__AIM OF THE EXERCISE__.
From the listing below, keep only the lines containing the word "point" and copy them out. Uppercase and lowercase letters must match.

___ EXERCISE INPUTS

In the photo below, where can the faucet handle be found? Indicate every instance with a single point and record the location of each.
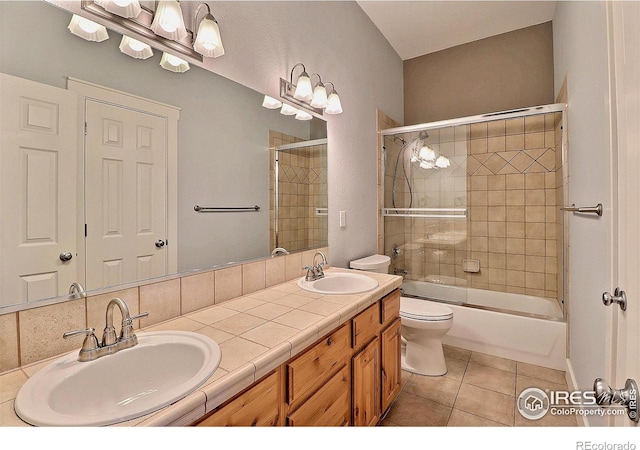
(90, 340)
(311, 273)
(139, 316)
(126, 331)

______
___ EXERCISE INPUTS

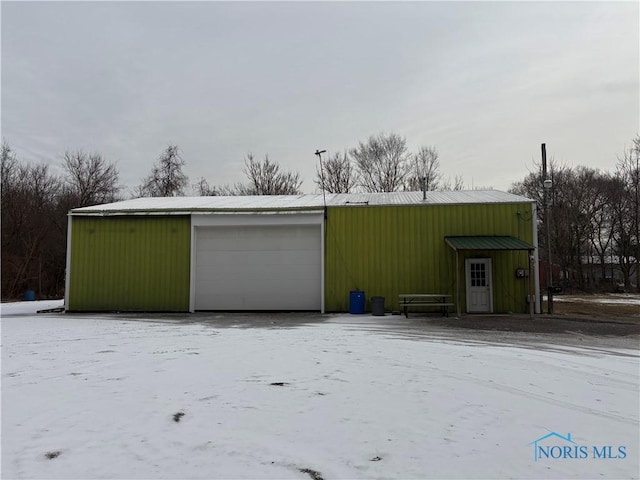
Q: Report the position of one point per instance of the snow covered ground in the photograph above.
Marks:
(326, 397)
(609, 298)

______

__WRITTEN RESPONSE__.
In the photo below, where can the faucet handle be found? Indicate every instance with a single point and record the location of each.
Q: Report the position of one point per instance of the snow covered ground in the photograph above.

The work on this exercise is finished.